**Work to do:** Count how many lines of the items contain the string "bottom", treating uppercase and lowercase as different, and reply with the number alone.

━━━━━━━━━━━━━━━━

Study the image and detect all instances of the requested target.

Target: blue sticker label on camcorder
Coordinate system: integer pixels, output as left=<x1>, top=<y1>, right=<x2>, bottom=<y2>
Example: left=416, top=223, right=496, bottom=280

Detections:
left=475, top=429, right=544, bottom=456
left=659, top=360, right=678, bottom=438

━━━━━━━━━━━━━━━━

**Full output:** 4